» **WHAT THE TASK ASKS**: According to the excerpt on Exo70 overexpression and spatial memory in mice, how long after the last learning-phase trial was the probe test with the platform removed carried out?

» **SELECTED EXCERPT**:
Mice were bilaterally injected on postnatal day 30 with 1 µL of lentiviral suspension, and the expression was analyzed 30 days after using dorsal hippocampal samples from the injected mice. TBI diminishes spatial learning and memory [57,58]. The Morris water maze (MWM) assesses spatial memory hippocampal function. For this task, mice must learn the location of a hidden platform based on external cues. The swimming speed of the experimental groups was measured to detect possible motor problems. The groups evaluated do not show significant differences (main F: 0.20 LV, 0.16 mTBI) (Figure 1A). Sham-GFP mice showed a typical learning curve as expected for non-injured animals, and mTBI increased escape latency on day 3 and day 4 during the test. At the same time, Exo70 overexpression returned escape latency to normal (Figure 1B). Exo70 overexpression in Sham mice slightly but not significantly improved the escape latency on day 2 and day 4 of the test. As observed in Figure 1B, Sham-Exo70 mice showed a slight improvement in finding the hidden platform compared to Sham-GFP control animals. To evaluate if these differences could be significant, we fitted in a non-linear regression the escape latency from the learning phase and presented it in a cumulative manner. Cumulative latency showed that Exo70 overexpression reduced the escape time of both LV-Exo70 Sham/mTBI mice when compared to the control Sham-GFP mice group (Figure 1C), suggesting that Exo70 overexpression might enhance learning processes in the MWM test. Specifically, on day 4, the results show that Exo70 overexpression rescues the escape latency, as shown in Figure 1D (main F: 8.58 LV, 16.62 mTBI; interaction F: 0.79); representative swimming paths are also shown.
Next, we investigated the level of spatial acuity of these animals. Spatial acuity is a more sensitive parameter to measure spatial learning, representing the probability of finding the mice in a specific region around the hidden platform. Figure 1E shows the relationship between spatial acuity and the average escape latency of animals from the different experimental groups. The graph shows that mTBI-GFP mice are located in a region of the graph that corresponds to high escape latency values and low spatial acuity scores. In contrast, Sham-GFP and Sham-Exo70 mice show low escape latency values and high spatial acuity scores. Exo70 overexpression was able to rescue spatial acuity (Figure 1E). Twenty-four hours after the last trial of the learning phase, the platform was removed in a probe test that measured the time mice spent swimming in the former area near the initial platform location (a circular area with twice the platform radius). Sham-GFP and Sham-Exo70 mice spent more time in the platform area than TBI-GFP mice. At the same time, Exo70 overexpression rescued the memory deficit, demonstrating the inability of mTBI mice to remember the platform location and the improvement in TBI-Exo70 mice (main F: 1.67 LV, 12.38 mTBI; interaction F: 2.43) (Figure 1F).

Referring expression data:
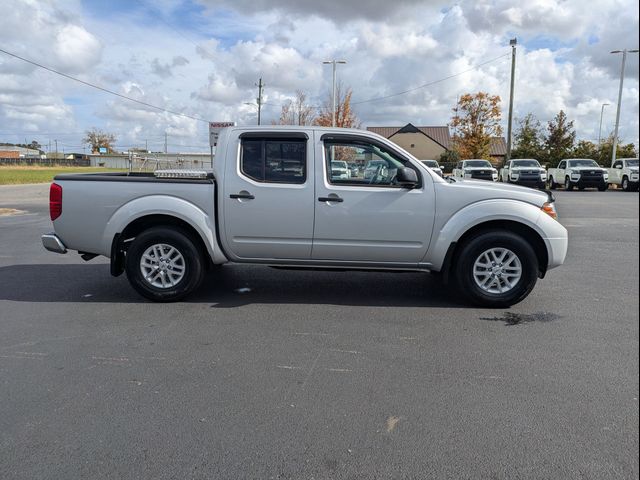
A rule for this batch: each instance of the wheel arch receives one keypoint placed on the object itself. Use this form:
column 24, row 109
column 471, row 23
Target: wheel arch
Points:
column 140, row 224
column 525, row 231
column 510, row 215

» **RESPONSE AREA**: Twenty-four hours after the last trial of the learning phase.